• WHAT THE TASK ASKS
Can you give the data below as a numbered list, one item per line, with blank lines left out?

[START RECORDS TO USE]

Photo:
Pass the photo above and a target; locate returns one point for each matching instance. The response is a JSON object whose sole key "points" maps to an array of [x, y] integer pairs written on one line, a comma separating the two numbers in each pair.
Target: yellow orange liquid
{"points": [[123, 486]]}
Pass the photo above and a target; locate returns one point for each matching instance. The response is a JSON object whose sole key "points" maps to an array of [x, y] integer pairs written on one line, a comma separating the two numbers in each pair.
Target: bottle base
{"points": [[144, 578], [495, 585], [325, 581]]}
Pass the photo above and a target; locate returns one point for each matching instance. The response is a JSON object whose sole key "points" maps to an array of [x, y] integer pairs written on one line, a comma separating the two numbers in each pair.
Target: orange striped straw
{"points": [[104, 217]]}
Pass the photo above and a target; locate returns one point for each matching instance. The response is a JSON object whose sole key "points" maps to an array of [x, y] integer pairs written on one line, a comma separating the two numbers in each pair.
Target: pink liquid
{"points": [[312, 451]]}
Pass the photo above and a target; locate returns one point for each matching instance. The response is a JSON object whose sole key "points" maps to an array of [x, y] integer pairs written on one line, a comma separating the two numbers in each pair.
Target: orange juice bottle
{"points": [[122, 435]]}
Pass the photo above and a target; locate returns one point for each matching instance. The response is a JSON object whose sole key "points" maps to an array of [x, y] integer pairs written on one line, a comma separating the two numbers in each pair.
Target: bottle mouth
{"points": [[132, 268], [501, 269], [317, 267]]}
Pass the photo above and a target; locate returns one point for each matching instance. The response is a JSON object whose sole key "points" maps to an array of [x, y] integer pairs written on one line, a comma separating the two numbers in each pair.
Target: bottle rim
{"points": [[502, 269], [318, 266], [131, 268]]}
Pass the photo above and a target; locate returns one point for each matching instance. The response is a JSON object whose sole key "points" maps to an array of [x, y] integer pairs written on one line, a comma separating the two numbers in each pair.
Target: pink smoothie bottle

[END RECORDS TO USE]

• CORRECT ANSWER
1. Photo:
2. Pass the photo above and a target; locate returns one point for each matching instance. The response is a JSON object whose sole key "points" maps to an array of [x, y] integer pairs written on one line, a comma separating the two numbers in each pair.
3. Target: yellow orange liquid
4. {"points": [[123, 486]]}
5. Pass the photo above and a target; locate returns one point for each matching instance. The response is a JSON object whose sole key "points" maps to an array of [x, y] integer pairs written on one line, a comma separating the two numbers in each pair.
6. Target: bottle base
7. {"points": [[144, 578], [495, 585], [325, 581]]}
8. Pass the photo above and a target; locate returns one point for each matching instance. The response is a JSON object whose sole key "points" maps to an array of [x, y] integer pairs written on one line, a comma separating the two numbers in each pair.
9. Target: orange striped straw
10. {"points": [[104, 217]]}
11. Pass the photo above and a target; locate returns one point for each matching instance. The response is a JSON object whose sole key "points" maps to an array of [x, y] integer pairs written on one line, a comma separating the two numbers in each pair.
12. Target: pink liquid
13. {"points": [[312, 451]]}
14. Pass the photo above and a target; locate returns one point for each matching instance. The response is a JSON object whose sole key "points" maps to an array of [x, y] integer pairs written on one line, a comma separating the two numbers in each pair.
15. Target: orange juice bottle
16. {"points": [[122, 435]]}
17. Pass the photo above and a target; locate returns one point for each matching instance. The response is a JSON object whose sole key "points" maps to an array of [x, y] integer pairs written on one line, a comma separating the two numbers in each pair.
18. Target: bottle mouth
19. {"points": [[132, 268], [501, 269], [317, 267]]}
20. Pass the photo above and a target; locate returns one point for each matching instance. The response is a JSON object whose sole key "points" maps to an array of [x, y] integer pairs written on one line, a comma separating the two numbers in each pair.
21. Target: bottle rim
22. {"points": [[502, 269], [318, 266], [131, 268]]}
23. Pass the photo above and a target; locate returns one point for each matching instance. The response is a JSON object whose sole key "points" maps to an array of [x, y] integer pairs written on one line, a comma separating the two numbers in each pair.
24. Target: pink smoothie bottle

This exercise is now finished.